A method for analyzing multiple continuous phenotypes in rare variant association studies allowing for flexible correlations in variant effects

Abstract

For region-based sequencing data, power to detect genetic associations can be improved through analysis of multiple related phenotypes. With this motivation, we propose a novel test to detect association simultaneously between a set of rare variants, such as those obtained by sequencing in a small genomic region, and multiple continuous phenotypes. We allow arbitrary correlations among the phenotypes and build on a linear mixed model by assuming the effects of the variants follow a multivariate normal distribution with a zero mean and a specific covariance matrix structure. In order to account for the unknown correlation parameter in the covariance matrix of the variant effects, a data-adaptive variance component test based on score-type statistics is derived. As our approach can calculate the P-value analytically, the proposed test procedure is computationally efficient. Broad simulations and an application to the UK10K project show that our proposed multivariate test is generally more powerful than univariate tests, especially when there are pleiotropic effects or highly correlated phenotypes.

* _PROBLEM TO SOLVE_: Reproduce the rare variant association study text above word for word, title included.

* _DATASET RECORDS_:
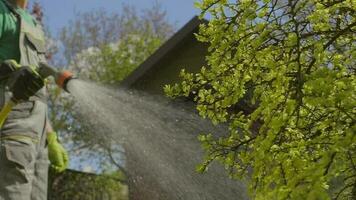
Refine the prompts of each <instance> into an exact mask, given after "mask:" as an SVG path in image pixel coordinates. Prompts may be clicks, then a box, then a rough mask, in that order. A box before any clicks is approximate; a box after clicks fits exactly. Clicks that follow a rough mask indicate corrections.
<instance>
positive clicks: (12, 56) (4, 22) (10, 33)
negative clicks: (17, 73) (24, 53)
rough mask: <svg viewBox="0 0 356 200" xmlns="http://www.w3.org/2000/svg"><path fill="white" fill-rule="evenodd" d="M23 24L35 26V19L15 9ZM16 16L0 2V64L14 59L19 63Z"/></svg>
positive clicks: (29, 14) (19, 55)
mask: <svg viewBox="0 0 356 200" xmlns="http://www.w3.org/2000/svg"><path fill="white" fill-rule="evenodd" d="M16 10H17V12H18V13H19V14H20V16H21V19H22V20H23V22H24V23H28V24H30V25H32V26H35V19H34V18H33V17H32V16H31V15H30V14H29V13H28V12H27V11H26V10H24V9H21V8H16ZM17 21H18V20H17V18H16V16H15V15H14V14H13V13H12V12H11V11H10V10H9V9H8V8H7V7H6V5H5V4H4V2H3V0H0V62H1V61H3V60H7V59H14V60H16V61H17V62H20V57H21V54H20V47H19V35H20V24H19V23H18V22H17Z"/></svg>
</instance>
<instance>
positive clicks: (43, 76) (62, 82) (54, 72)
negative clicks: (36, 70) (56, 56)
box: [0, 63, 73, 128]
mask: <svg viewBox="0 0 356 200" xmlns="http://www.w3.org/2000/svg"><path fill="white" fill-rule="evenodd" d="M38 74H39V75H40V76H41V77H42V78H43V79H46V78H47V77H49V76H53V77H54V78H55V80H56V83H57V85H58V86H59V87H60V88H62V89H64V90H66V91H67V83H68V81H69V80H71V79H72V78H73V74H72V73H71V72H69V71H63V72H58V71H57V70H56V69H55V68H54V67H51V66H49V65H48V64H46V63H40V64H39V70H38ZM16 102H17V101H14V100H13V99H11V100H10V101H8V102H7V103H5V105H4V107H3V108H2V109H1V111H0V128H2V126H3V125H4V122H5V120H6V119H7V117H8V115H9V113H10V112H11V110H12V108H13V107H14V106H16V104H17V103H16Z"/></svg>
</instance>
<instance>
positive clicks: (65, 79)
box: [56, 71, 73, 89]
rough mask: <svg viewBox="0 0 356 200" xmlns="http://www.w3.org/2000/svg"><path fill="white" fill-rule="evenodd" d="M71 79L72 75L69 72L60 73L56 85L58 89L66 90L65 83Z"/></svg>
mask: <svg viewBox="0 0 356 200" xmlns="http://www.w3.org/2000/svg"><path fill="white" fill-rule="evenodd" d="M72 78H73V74H72V72H70V71H62V72H61V73H59V75H58V77H57V80H56V83H57V85H58V86H59V87H61V88H63V89H66V85H67V82H68V81H69V80H70V79H72Z"/></svg>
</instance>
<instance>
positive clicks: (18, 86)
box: [0, 0, 68, 200]
mask: <svg viewBox="0 0 356 200" xmlns="http://www.w3.org/2000/svg"><path fill="white" fill-rule="evenodd" d="M26 5H27V0H0V63H1V64H0V108H1V107H3V106H4V104H5V102H7V101H8V100H9V99H10V98H11V92H9V91H12V93H13V94H14V93H16V94H18V95H19V96H21V97H23V99H25V100H22V101H19V102H17V103H18V104H17V105H16V106H15V107H14V108H13V109H12V111H11V112H10V114H9V116H8V117H7V119H6V121H5V123H4V125H3V126H2V127H1V130H0V144H1V145H0V147H1V148H0V200H30V199H36V200H37V199H39V200H42V199H47V177H48V164H49V162H48V158H49V160H50V161H51V164H52V166H53V168H54V169H55V170H56V171H59V172H60V171H63V170H65V169H66V167H67V163H68V156H67V153H66V152H65V150H64V149H63V147H62V146H61V145H60V144H59V143H58V142H57V136H56V133H55V132H54V131H53V130H52V127H51V126H50V124H49V122H48V119H47V104H46V101H47V99H46V89H45V87H43V85H44V81H43V80H42V79H41V78H38V75H37V74H36V73H35V71H31V70H27V71H26V70H24V69H30V68H31V69H36V67H38V63H39V61H42V62H43V61H45V42H44V34H43V31H42V28H41V24H40V23H39V22H37V21H36V20H35V19H34V18H33V17H32V16H31V15H30V14H29V13H27V12H26V11H25V8H26ZM28 66H31V67H28ZM9 69H11V70H9ZM34 91H38V92H34ZM32 94H35V95H32Z"/></svg>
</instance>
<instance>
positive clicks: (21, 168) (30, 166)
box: [0, 140, 49, 200]
mask: <svg viewBox="0 0 356 200" xmlns="http://www.w3.org/2000/svg"><path fill="white" fill-rule="evenodd" d="M48 166H49V162H48V154H47V149H46V148H44V147H39V146H38V145H35V144H34V143H33V142H20V141H14V140H2V141H1V148H0V200H45V199H47V177H48Z"/></svg>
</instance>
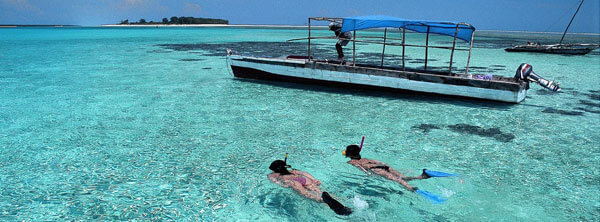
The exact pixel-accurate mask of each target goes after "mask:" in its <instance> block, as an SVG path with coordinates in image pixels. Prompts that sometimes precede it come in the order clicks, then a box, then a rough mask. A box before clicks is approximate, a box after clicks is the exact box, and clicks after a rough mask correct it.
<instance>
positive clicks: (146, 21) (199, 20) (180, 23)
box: [119, 16, 229, 25]
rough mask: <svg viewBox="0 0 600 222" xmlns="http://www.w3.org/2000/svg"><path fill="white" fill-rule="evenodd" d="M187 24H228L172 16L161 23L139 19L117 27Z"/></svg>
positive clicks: (121, 24)
mask: <svg viewBox="0 0 600 222" xmlns="http://www.w3.org/2000/svg"><path fill="white" fill-rule="evenodd" d="M188 24H229V21H228V20H225V19H213V18H195V17H191V16H190V17H186V16H183V17H177V16H173V17H171V19H167V18H163V19H162V22H155V21H149V22H147V21H146V19H140V20H139V21H138V22H129V19H125V20H122V21H121V22H120V23H119V25H188Z"/></svg>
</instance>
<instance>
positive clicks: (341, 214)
mask: <svg viewBox="0 0 600 222" xmlns="http://www.w3.org/2000/svg"><path fill="white" fill-rule="evenodd" d="M321 197H322V198H323V202H325V203H326V204H327V205H328V206H329V208H331V209H332V210H333V211H334V212H335V213H336V214H339V215H350V214H351V213H352V210H351V209H350V208H347V207H344V205H342V204H341V203H340V202H338V201H337V200H335V199H333V197H331V196H330V195H329V193H327V192H323V193H322V194H321Z"/></svg>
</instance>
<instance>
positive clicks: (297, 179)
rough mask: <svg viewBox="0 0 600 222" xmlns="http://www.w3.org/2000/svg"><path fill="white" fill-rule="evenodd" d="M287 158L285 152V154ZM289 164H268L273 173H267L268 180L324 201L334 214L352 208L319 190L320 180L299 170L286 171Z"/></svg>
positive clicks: (284, 163)
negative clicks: (338, 201)
mask: <svg viewBox="0 0 600 222" xmlns="http://www.w3.org/2000/svg"><path fill="white" fill-rule="evenodd" d="M286 160H287V154H286ZM289 167H291V166H289V165H287V164H286V161H283V160H275V161H273V162H272V163H271V166H269V169H270V170H272V171H273V173H270V174H269V180H271V181H272V182H273V183H276V184H279V185H280V186H283V187H290V188H292V189H294V190H295V191H297V192H298V193H300V194H301V195H302V196H305V197H307V198H310V199H313V200H315V201H317V202H325V203H326V204H327V205H328V206H329V208H331V209H332V210H333V211H334V212H335V213H336V214H340V215H349V214H351V213H352V210H351V209H350V208H348V207H345V206H344V205H342V204H341V203H340V202H338V201H337V200H335V199H333V198H332V197H331V196H330V195H329V193H327V192H321V189H320V188H319V185H321V181H319V180H317V179H315V178H314V177H313V176H312V175H310V174H308V173H306V172H302V171H299V170H295V169H294V170H291V171H288V169H287V168H289Z"/></svg>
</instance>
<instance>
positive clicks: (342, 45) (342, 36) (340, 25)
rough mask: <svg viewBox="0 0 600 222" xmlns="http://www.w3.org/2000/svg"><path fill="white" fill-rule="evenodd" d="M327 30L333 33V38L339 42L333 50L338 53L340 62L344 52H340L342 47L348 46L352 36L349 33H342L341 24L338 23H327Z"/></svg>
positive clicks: (342, 59)
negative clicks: (334, 50)
mask: <svg viewBox="0 0 600 222" xmlns="http://www.w3.org/2000/svg"><path fill="white" fill-rule="evenodd" d="M329 30H330V31H333V32H334V33H335V37H337V38H338V39H339V40H338V42H337V43H336V44H335V50H336V51H337V52H338V60H340V61H342V60H343V59H344V51H343V50H342V46H346V45H348V43H349V42H350V39H352V34H351V33H350V32H344V33H342V24H340V23H335V22H332V23H329Z"/></svg>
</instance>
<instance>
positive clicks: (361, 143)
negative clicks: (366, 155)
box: [358, 136, 365, 151]
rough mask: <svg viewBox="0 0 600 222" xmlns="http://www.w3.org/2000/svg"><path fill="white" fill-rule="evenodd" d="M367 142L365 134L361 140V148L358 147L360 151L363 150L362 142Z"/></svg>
mask: <svg viewBox="0 0 600 222" xmlns="http://www.w3.org/2000/svg"><path fill="white" fill-rule="evenodd" d="M364 142H365V136H363V139H362V140H361V141H360V148H359V149H358V151H362V144H363V143H364Z"/></svg>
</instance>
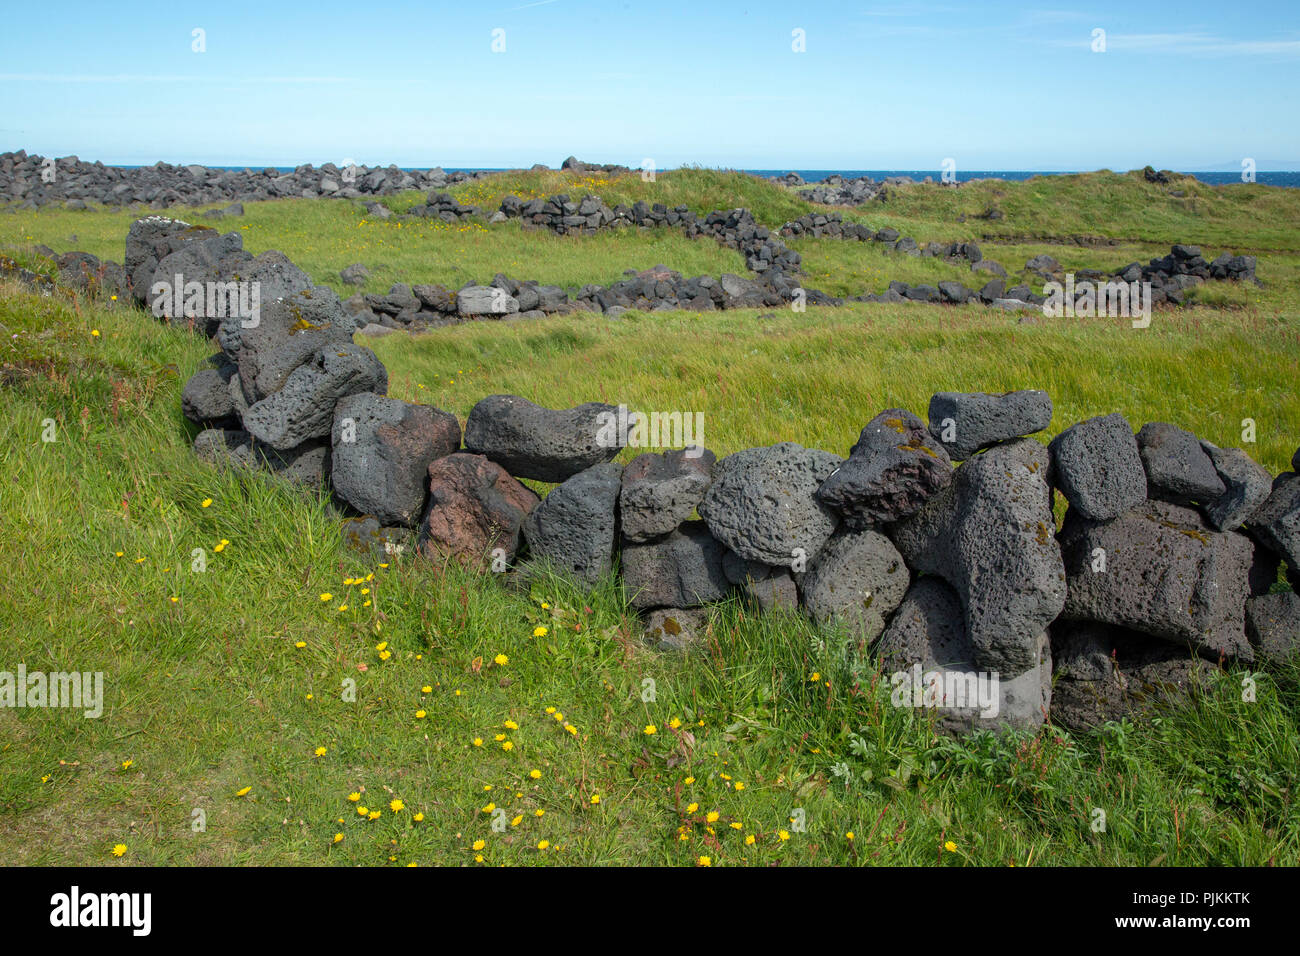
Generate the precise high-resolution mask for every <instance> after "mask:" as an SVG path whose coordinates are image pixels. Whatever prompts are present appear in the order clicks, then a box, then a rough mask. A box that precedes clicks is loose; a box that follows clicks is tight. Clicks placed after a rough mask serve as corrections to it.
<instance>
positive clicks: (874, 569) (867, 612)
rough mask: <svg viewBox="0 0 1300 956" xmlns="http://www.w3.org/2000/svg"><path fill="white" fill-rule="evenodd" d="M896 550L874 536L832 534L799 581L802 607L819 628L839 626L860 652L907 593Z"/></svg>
mask: <svg viewBox="0 0 1300 956" xmlns="http://www.w3.org/2000/svg"><path fill="white" fill-rule="evenodd" d="M907 584H909V574H907V566H906V564H905V563H904V559H902V555H901V554H900V553H898V549H897V548H894V546H893V544H892V542H891V541H889V538H887V537H885V536H884V535H881V533H880V532H876V531H852V529H841V531H837V532H836V533H835V535H833V536H832V537H831V540H829V541H827V544H826V546H824V548H823V549H822V550H820V553H819V554H818V557H816V562H815V563H814V564H813V566H811V568H809V572H807V576H806V578H805V579H803V606H805V607H806V609H807V611H809V614H810V615H811V618H813V620H814V622H816V623H818V624H820V626H833V624H840V626H844V627H846V628H848V630H849V632H850V633H852V636H853V637H854V639H857V643H858V644H861V645H862V646H866V645H867V644H868V643H870V641H874V640H875V639H876V637H879V636H880V632H881V631H884V628H885V618H888V617H889V614H891V613H892V611H893V609H894V607H897V606H898V602H900V601H902V596H904V594H906V593H907Z"/></svg>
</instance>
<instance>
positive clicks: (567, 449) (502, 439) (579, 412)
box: [465, 395, 620, 481]
mask: <svg viewBox="0 0 1300 956" xmlns="http://www.w3.org/2000/svg"><path fill="white" fill-rule="evenodd" d="M617 411H619V410H617V408H616V407H615V406H612V405H604V403H602V402H588V403H586V405H580V406H577V407H575V408H563V410H552V408H542V407H541V406H537V405H533V403H532V402H529V401H528V399H526V398H520V397H519V395H489V397H487V398H484V399H482V401H481V402H478V403H477V405H476V406H474V407H473V408H472V410H471V411H469V419H468V421H467V423H465V449H467V450H469V451H473V453H476V454H482V455H486V457H487V458H490V459H491V460H494V462H497V463H498V464H500V466H502V467H503V468H506V470H507V471H508V472H510V473H511V475H515V476H517V477H526V479H534V480H537V481H564V480H565V479H569V477H572V476H573V475H577V473H578V472H580V471H584V470H586V468H590V467H591V466H593V464H599V463H602V462H608V460H611V459H612V458H614V457H615V455H617V454H619V449H620V441H619V436H617V434H616V429H615V431H612V432H611V431H610V428H608V424H610V421H611V420H615V421H616V419H617Z"/></svg>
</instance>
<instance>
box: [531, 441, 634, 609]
mask: <svg viewBox="0 0 1300 956" xmlns="http://www.w3.org/2000/svg"><path fill="white" fill-rule="evenodd" d="M621 476H623V466H619V464H611V463H606V462H602V463H601V464H593V466H591V467H590V468H586V470H585V471H580V472H578V473H577V475H575V476H572V477H569V479H565V480H564V483H563V484H560V485H556V486H555V488H552V489H551V492H550V494H547V496H546V497H545V498H543V499H542V503H541V505H538V506H537V507H536V509H533V510H532V512H530V514H529V515H528V518H526V519H524V538H525V540H526V541H528V550H529V554H530V557H532V558H533V559H534V561H539V562H546V563H549V564H550V566H551V567H554V568H555V570H558V571H562V572H565V574H571V575H573V578H575V579H577V580H578V581H581V583H582V584H586V585H591V584H595V583H597V581H598V580H599V579H601V578H602V576H603V575H606V574H608V572H610V568H611V567H612V566H614V542H615V540H616V535H617V520H616V509H617V502H619V488H620V479H621Z"/></svg>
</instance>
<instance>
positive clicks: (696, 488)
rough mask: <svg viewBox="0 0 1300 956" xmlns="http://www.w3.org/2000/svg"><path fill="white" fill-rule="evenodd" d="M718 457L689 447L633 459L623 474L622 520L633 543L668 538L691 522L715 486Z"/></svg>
mask: <svg viewBox="0 0 1300 956" xmlns="http://www.w3.org/2000/svg"><path fill="white" fill-rule="evenodd" d="M716 463H718V455H715V454H714V453H712V451H710V450H708V449H702V447H688V449H676V450H672V451H666V453H663V454H660V455H656V454H643V455H637V457H636V458H633V459H632V460H630V462H629V463H628V467H627V468H624V470H623V490H621V492H620V493H619V518H620V522H621V525H623V536H624V537H625V538H628V540H629V541H649V540H650V538H653V537H658V536H660V535H667V533H668V532H671V531H673V529H675V528H676V527H677V525H679V524H681V523H682V522H685V520H686V519H688V518H690V512H692V511H694V510H695V506H698V505H699V502H701V501H703V499H705V492H707V490H708V485H710V484H711V483H712V471H714V466H715V464H716Z"/></svg>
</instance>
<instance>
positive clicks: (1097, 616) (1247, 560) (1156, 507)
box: [1060, 501, 1253, 661]
mask: <svg viewBox="0 0 1300 956" xmlns="http://www.w3.org/2000/svg"><path fill="white" fill-rule="evenodd" d="M1060 540H1061V551H1062V555H1063V559H1065V570H1066V578H1067V583H1069V597H1067V598H1066V604H1065V609H1063V611H1062V615H1063V617H1065V618H1069V619H1082V620H1099V622H1102V623H1106V624H1115V626H1118V627H1127V628H1131V630H1135V631H1140V632H1143V633H1147V635H1152V636H1154V637H1162V639H1165V640H1169V641H1174V643H1177V644H1191V645H1193V646H1195V648H1197V649H1199V650H1200V652H1201V653H1203V654H1206V656H1216V657H1217V656H1219V654H1222V656H1225V657H1239V658H1242V659H1244V661H1249V659H1251V646H1249V644H1248V643H1247V640H1245V630H1244V628H1245V623H1244V614H1245V600H1247V597H1248V594H1249V574H1251V564H1252V561H1253V546H1252V544H1251V540H1249V538H1248V537H1245V536H1244V535H1238V533H1234V532H1226V533H1225V532H1216V531H1213V529H1212V528H1210V527H1209V524H1206V523H1205V520H1204V519H1203V518H1201V516H1200V514H1199V512H1196V511H1193V510H1191V509H1186V507H1179V506H1178V505H1170V503H1167V502H1161V501H1148V502H1144V503H1143V505H1141V506H1140V507H1136V509H1132V510H1131V511H1127V512H1125V514H1123V515H1121V516H1118V518H1115V519H1113V520H1109V522H1093V520H1089V519H1088V518H1087V516H1084V515H1083V514H1082V512H1078V511H1075V510H1074V509H1071V510H1070V511H1069V512H1067V514H1066V519H1065V525H1063V527H1062V529H1061V535H1060ZM1099 549H1100V550H1099ZM1100 568H1104V570H1100Z"/></svg>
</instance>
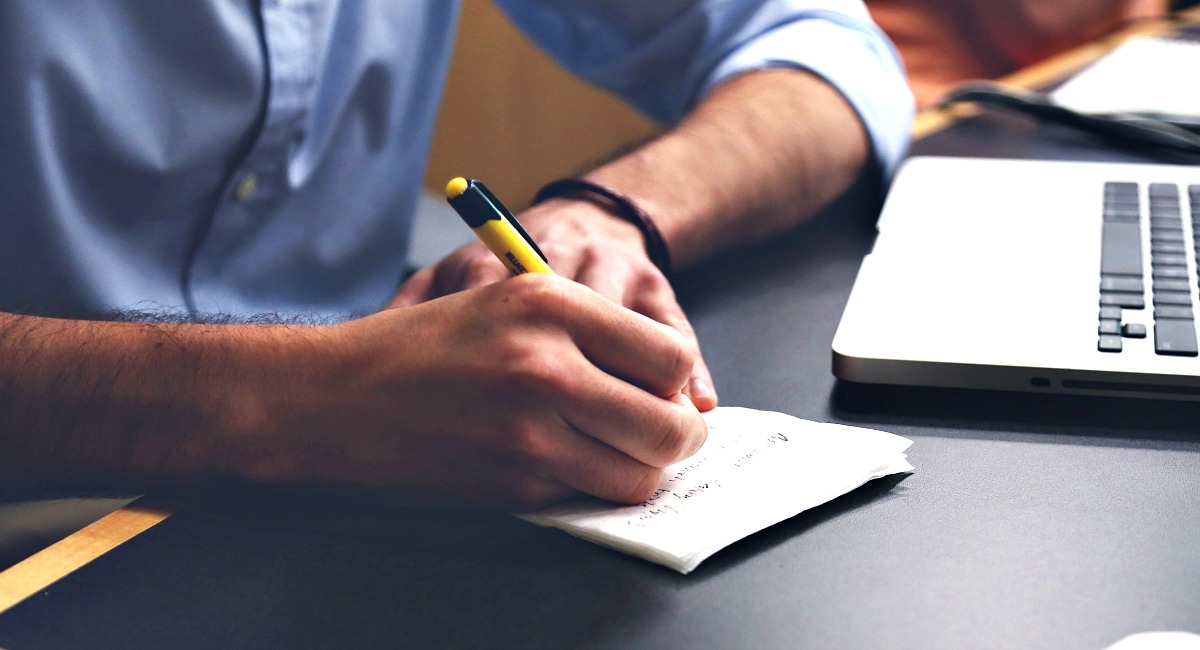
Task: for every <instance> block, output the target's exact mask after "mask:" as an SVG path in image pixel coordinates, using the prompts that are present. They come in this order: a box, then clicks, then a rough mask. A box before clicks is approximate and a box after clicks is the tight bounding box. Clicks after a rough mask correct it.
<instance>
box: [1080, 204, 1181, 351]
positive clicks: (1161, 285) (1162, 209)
mask: <svg viewBox="0 0 1200 650" xmlns="http://www.w3.org/2000/svg"><path fill="white" fill-rule="evenodd" d="M1145 189H1146V192H1145V194H1142V186H1141V185H1139V183H1135V182H1108V183H1105V185H1104V221H1103V228H1104V230H1103V237H1102V251H1100V314H1099V315H1100V321H1099V327H1098V333H1099V342H1098V344H1097V349H1099V350H1100V351H1103V353H1120V351H1121V350H1122V348H1123V343H1124V339H1126V338H1145V337H1146V336H1147V332H1146V326H1145V325H1142V324H1141V323H1127V321H1126V320H1124V318H1122V314H1123V312H1124V311H1126V309H1146V308H1147V307H1150V308H1151V309H1152V311H1153V312H1152V313H1153V323H1154V353H1156V354H1160V355H1172V356H1196V355H1198V347H1196V329H1195V314H1196V306H1195V305H1194V302H1195V301H1194V299H1193V294H1194V291H1193V290H1192V284H1193V279H1195V281H1196V282H1198V283H1200V275H1198V271H1196V269H1198V267H1196V264H1195V259H1196V254H1200V239H1196V237H1195V236H1194V235H1193V236H1192V237H1189V235H1188V229H1187V228H1184V223H1183V219H1184V216H1186V217H1187V218H1188V219H1189V222H1190V227H1192V228H1190V231H1192V233H1193V234H1195V233H1198V231H1200V185H1189V186H1181V185H1176V183H1148V185H1146V186H1145ZM1144 200H1145V201H1148V206H1147V210H1146V211H1145V213H1146V215H1148V219H1150V221H1148V223H1146V222H1144V219H1142V212H1144V211H1142V209H1141V207H1142V201H1144ZM1147 225H1148V228H1150V237H1148V241H1150V267H1151V277H1150V303H1148V305H1147V302H1146V283H1145V272H1144V269H1145V265H1144V258H1142V249H1144V246H1142V242H1144V240H1145V237H1144V233H1142V229H1144V228H1145V227H1147ZM1189 239H1190V240H1192V241H1190V242H1189ZM1189 252H1190V254H1189ZM1189 258H1190V261H1189ZM1189 269H1190V270H1189Z"/></svg>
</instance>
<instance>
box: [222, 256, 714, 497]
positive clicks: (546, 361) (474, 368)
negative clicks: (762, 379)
mask: <svg viewBox="0 0 1200 650" xmlns="http://www.w3.org/2000/svg"><path fill="white" fill-rule="evenodd" d="M492 261H493V263H496V260H494V258H493V259H492ZM320 338H322V339H323V341H322V342H319V343H318V344H317V345H316V347H313V344H312V342H311V341H306V342H304V343H302V345H304V347H305V348H310V350H311V351H312V353H316V354H310V353H305V351H304V350H301V351H300V354H301V355H305V356H307V357H308V359H311V361H312V362H313V366H312V368H311V371H305V372H304V373H305V374H302V377H301V378H299V379H300V380H299V381H293V383H290V384H289V389H288V393H289V395H288V396H287V399H284V401H283V402H281V405H286V408H281V409H278V413H277V415H278V416H280V417H282V420H278V421H277V426H274V427H269V428H266V429H265V431H262V432H260V434H256V433H253V432H251V433H250V438H248V439H245V440H241V441H240V445H242V447H244V449H248V450H263V451H268V450H274V451H270V452H266V453H258V455H254V456H251V455H242V457H244V458H251V459H253V463H252V465H251V467H247V468H242V473H244V474H247V475H250V476H251V477H253V479H258V480H265V481H282V482H293V481H296V482H306V483H318V485H329V486H343V487H354V488H360V489H361V488H366V489H371V490H373V492H377V493H380V494H392V495H398V496H401V498H403V499H406V500H412V501H418V502H438V501H450V502H455V501H464V500H466V501H475V502H484V504H487V505H497V506H506V507H514V506H515V507H518V508H532V507H538V506H542V505H546V504H548V502H552V501H556V500H560V499H563V498H565V496H568V495H570V494H575V493H578V492H583V493H588V494H594V495H596V496H601V498H605V499H611V500H614V501H622V502H640V501H642V500H644V499H647V498H649V496H650V495H652V494H653V492H654V489H655V488H656V487H658V483H659V480H660V477H661V474H662V473H661V468H664V467H666V465H668V464H672V463H674V462H678V461H680V459H683V458H686V457H688V456H690V455H692V453H694V452H695V451H696V450H697V449H700V446H701V445H702V444H703V441H704V438H706V435H707V427H706V425H704V421H703V419H702V417H701V416H700V413H698V411H697V410H696V408H695V407H694V405H692V404H691V402H690V401H689V399H688V397H685V396H684V395H682V393H680V389H682V387H683V386H684V384H685V383H686V381H688V378H689V375H690V372H691V366H692V353H691V349H692V345H691V344H689V343H688V342H685V339H684V338H683V337H682V336H679V335H677V333H674V332H672V331H671V330H670V329H668V327H664V326H661V325H659V324H656V323H654V321H652V320H650V319H648V318H644V317H642V315H638V314H636V313H634V312H631V311H628V309H624V308H620V307H618V306H617V305H613V303H612V302H610V301H607V300H605V299H602V297H601V296H599V295H598V294H595V293H594V291H592V290H589V289H587V288H584V287H581V285H580V284H576V283H574V282H568V281H564V279H563V278H558V277H552V276H546V275H535V273H530V275H526V276H521V277H517V278H512V279H510V281H506V282H502V283H493V284H490V285H487V287H484V288H480V289H474V290H467V291H461V293H456V294H454V295H450V296H446V297H442V299H438V300H432V301H428V302H424V303H420V305H416V306H413V307H406V308H400V309H389V311H383V312H379V313H377V314H373V315H371V317H367V318H364V319H360V320H355V321H350V323H347V324H343V325H337V326H334V327H331V329H328V333H324V335H323V336H322V337H320ZM294 359H295V360H299V359H301V357H300V356H298V357H294ZM269 420H271V421H276V419H275V417H274V416H272V417H270V419H269Z"/></svg>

* _COMPLETED TASK_:
A method for analyzing multiple continuous phenotypes in rare variant association studies allowing for flexible correlations in variant effects

Abstract

For region-based sequencing data, power to detect genetic associations can be improved through analysis of multiple related phenotypes. With this motivation, we propose a novel test to detect association simultaneously between a set of rare variants, such as those obtained by sequencing in a small genomic region, and multiple continuous phenotypes. We allow arbitrary correlations among the phenotypes and build on a linear mixed model by assuming the effects of the variants follow a multivariate normal distribution with a zero mean and a specific covariance matrix structure. In order to account for the unknown correlation parameter in the covariance matrix of the variant effects, a data-adaptive variance component test based on score-type statistics is derived. As our approach can calculate the P-value analytically, the proposed test procedure is computationally efficient. Broad simulations and an application to the UK10K project show that our proposed multivariate test is generally more powerful than univariate tests, especially when there are pleiotropic effects or highly correlated phenotypes.